## What is required:
Which lines in the material below contain the string "deck", with uppercase and lowercase treated as different? Locate each one and copy it out.

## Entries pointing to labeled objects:
============================================================
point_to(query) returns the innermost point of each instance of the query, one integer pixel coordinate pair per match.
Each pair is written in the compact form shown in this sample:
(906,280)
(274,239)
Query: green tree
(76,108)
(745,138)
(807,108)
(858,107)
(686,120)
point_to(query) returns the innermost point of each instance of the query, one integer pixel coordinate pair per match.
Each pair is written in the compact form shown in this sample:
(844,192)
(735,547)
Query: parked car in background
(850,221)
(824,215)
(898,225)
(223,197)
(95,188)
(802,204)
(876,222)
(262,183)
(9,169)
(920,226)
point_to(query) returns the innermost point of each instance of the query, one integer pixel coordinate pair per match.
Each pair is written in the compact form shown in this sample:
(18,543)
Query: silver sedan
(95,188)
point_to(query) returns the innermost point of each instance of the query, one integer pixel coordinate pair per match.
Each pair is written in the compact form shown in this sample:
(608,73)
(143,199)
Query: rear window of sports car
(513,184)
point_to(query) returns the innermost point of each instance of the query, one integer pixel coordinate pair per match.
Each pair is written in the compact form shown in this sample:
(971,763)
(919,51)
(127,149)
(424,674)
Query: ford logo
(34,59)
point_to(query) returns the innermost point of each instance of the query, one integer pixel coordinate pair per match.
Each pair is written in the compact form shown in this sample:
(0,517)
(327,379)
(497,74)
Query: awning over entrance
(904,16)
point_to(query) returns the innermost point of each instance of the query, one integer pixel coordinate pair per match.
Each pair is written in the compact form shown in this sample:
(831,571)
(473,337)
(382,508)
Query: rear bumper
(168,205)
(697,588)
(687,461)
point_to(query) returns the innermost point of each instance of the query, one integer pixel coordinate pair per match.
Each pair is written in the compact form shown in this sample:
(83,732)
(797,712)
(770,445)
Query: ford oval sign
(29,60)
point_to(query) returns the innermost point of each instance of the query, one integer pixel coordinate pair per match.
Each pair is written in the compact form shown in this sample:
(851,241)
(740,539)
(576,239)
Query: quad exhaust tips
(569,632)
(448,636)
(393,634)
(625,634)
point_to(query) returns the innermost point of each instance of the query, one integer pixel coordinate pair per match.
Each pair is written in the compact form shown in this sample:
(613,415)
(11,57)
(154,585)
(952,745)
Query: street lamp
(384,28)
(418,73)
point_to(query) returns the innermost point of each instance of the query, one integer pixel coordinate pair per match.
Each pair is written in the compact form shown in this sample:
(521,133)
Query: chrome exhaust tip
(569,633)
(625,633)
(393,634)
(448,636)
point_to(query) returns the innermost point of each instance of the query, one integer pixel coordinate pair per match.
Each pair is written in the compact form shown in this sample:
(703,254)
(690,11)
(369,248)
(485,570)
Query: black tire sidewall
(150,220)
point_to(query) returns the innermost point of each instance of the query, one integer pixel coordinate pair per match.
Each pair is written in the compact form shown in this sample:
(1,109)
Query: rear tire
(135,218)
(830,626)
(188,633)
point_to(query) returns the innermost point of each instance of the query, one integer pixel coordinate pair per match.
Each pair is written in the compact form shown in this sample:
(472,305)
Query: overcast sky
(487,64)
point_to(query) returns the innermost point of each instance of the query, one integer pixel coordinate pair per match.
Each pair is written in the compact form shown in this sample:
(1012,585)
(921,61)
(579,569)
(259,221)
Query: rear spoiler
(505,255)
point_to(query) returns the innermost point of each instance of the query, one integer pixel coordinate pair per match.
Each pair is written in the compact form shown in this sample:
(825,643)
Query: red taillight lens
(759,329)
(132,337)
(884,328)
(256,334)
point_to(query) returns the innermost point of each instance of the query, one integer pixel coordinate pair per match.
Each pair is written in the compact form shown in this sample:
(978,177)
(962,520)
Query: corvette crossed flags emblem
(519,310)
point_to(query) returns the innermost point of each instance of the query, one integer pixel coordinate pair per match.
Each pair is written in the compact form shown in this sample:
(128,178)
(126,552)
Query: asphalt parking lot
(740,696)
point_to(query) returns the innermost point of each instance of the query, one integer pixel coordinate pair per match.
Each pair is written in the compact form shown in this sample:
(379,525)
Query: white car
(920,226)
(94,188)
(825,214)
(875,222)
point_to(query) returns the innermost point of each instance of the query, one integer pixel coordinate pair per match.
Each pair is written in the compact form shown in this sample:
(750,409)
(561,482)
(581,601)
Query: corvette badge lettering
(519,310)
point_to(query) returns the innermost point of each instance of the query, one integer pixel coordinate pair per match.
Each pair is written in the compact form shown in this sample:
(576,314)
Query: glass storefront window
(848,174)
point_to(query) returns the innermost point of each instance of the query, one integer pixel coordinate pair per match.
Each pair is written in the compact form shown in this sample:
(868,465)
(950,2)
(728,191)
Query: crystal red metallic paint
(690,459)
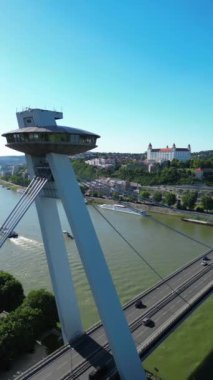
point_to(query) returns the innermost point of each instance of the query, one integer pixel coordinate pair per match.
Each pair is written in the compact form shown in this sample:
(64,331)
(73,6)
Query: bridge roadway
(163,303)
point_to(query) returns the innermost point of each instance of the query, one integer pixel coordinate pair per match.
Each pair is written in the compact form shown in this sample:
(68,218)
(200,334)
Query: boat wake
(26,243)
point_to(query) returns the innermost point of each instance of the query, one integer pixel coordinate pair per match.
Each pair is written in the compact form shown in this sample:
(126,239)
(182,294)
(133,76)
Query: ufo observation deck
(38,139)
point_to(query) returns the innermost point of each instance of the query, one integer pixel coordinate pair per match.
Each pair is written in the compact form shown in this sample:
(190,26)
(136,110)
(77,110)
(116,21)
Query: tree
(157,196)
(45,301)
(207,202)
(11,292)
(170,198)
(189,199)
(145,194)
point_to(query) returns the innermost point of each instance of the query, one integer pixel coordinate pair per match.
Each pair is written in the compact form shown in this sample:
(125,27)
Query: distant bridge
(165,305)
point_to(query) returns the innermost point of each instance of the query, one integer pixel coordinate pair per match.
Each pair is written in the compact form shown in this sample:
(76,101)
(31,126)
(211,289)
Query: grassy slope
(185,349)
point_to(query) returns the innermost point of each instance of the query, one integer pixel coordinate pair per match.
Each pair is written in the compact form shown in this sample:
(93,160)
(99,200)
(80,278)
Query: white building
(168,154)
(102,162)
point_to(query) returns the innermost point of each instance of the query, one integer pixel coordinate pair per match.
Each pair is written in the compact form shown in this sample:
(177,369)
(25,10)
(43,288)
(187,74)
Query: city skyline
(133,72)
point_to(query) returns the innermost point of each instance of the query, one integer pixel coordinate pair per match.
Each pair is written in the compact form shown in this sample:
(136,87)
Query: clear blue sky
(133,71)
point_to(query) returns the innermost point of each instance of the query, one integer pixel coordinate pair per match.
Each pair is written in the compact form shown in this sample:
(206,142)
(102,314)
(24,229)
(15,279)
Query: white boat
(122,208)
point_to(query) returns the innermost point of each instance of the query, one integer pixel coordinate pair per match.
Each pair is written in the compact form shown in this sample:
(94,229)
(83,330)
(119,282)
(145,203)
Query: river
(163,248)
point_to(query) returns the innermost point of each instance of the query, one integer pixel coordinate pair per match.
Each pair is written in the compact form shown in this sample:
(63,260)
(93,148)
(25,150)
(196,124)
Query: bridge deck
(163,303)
============================================================
## Task answer:
Query: ufo observation deck
Query: bridge deck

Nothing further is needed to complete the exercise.